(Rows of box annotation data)
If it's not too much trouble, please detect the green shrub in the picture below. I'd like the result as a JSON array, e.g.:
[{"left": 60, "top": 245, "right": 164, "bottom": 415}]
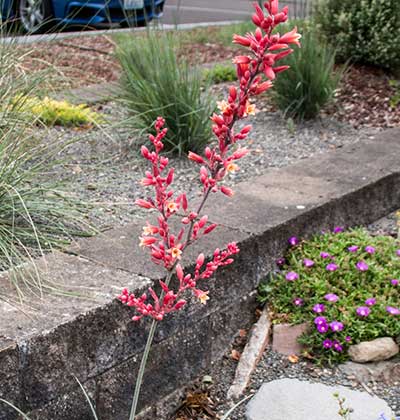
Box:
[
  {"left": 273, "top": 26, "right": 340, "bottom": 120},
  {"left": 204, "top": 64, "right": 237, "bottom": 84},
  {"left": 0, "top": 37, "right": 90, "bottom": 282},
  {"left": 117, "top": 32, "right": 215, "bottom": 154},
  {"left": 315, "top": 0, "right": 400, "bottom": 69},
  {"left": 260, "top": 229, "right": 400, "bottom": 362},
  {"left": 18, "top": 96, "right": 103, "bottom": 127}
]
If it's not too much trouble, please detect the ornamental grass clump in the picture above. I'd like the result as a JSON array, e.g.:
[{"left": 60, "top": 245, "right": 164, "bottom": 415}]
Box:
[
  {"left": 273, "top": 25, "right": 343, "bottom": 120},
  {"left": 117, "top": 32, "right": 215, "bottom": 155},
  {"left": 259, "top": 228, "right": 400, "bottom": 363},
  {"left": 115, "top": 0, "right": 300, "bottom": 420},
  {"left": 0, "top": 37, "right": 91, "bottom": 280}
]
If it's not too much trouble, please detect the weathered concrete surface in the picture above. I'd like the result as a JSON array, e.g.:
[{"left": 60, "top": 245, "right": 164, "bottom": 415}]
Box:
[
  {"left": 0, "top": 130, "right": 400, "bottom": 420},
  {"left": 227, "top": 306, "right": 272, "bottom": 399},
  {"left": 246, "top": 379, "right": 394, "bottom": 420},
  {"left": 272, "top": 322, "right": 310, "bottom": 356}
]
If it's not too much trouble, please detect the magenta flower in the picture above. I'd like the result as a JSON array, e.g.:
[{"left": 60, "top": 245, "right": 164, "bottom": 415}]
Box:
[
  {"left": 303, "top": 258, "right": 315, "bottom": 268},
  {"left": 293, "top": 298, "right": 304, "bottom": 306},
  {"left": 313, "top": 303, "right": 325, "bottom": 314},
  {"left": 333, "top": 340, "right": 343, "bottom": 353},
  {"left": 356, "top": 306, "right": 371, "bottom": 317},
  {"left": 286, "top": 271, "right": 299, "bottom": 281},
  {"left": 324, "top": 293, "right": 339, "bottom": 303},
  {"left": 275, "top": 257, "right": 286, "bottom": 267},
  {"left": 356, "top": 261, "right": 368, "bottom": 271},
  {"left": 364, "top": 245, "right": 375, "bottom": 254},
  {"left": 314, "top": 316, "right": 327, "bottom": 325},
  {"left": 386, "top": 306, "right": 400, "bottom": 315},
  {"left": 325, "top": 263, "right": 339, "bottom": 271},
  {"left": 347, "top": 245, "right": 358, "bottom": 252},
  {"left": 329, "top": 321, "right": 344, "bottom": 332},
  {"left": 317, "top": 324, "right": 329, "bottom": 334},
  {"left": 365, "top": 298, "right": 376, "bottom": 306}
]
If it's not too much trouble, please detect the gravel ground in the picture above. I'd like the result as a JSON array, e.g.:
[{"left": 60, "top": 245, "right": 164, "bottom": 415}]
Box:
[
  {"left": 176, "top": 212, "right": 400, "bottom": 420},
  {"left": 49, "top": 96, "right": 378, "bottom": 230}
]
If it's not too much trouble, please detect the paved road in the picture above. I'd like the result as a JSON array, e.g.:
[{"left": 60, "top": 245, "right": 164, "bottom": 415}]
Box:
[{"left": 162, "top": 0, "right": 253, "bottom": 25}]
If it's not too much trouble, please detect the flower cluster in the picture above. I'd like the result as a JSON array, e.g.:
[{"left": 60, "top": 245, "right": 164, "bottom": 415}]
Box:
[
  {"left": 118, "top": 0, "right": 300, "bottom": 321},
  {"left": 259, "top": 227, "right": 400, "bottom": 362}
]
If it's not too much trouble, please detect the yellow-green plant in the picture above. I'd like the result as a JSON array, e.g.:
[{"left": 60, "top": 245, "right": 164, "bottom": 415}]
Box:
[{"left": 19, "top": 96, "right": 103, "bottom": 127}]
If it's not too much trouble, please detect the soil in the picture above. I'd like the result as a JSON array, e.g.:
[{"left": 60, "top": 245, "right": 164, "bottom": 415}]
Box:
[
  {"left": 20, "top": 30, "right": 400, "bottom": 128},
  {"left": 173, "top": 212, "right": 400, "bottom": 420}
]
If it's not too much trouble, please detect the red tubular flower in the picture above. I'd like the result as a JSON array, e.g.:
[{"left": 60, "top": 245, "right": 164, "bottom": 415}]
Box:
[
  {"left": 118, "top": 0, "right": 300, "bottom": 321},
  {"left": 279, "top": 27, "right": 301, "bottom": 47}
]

## GOAL
Copy out the stretch of the listing from the line containing "If it's not too much trouble, please detect the yellow-green" through the end of the listing, requests included. Scale every box coordinate in the answers by 2.2 and round to whole numbers, with halves rounding up, but leave the requests and their sample arrays unchanged.

## ANSWER IN FULL
If it's not too much trouble, please detect the yellow-green plant in the picture above. I'd like the result as a JSON array, e.g.:
[{"left": 60, "top": 245, "right": 164, "bottom": 415}]
Box:
[{"left": 42, "top": 211, "right": 227, "bottom": 279}]
If it's not too much trouble, please detect the soil in the picture above. I'd like the result as a JSON array, e.g.:
[{"left": 60, "top": 245, "right": 164, "bottom": 415}]
Box:
[
  {"left": 44, "top": 66, "right": 880, "bottom": 282},
  {"left": 381, "top": 466, "right": 880, "bottom": 924}
]
If it's not too much trouble, please detect the red tubular flower in the picture above. I'd like the result as a JSON array, e.g.:
[{"left": 60, "top": 245, "right": 164, "bottom": 415}]
Box:
[
  {"left": 260, "top": 0, "right": 660, "bottom": 706},
  {"left": 614, "top": 59, "right": 662, "bottom": 103}
]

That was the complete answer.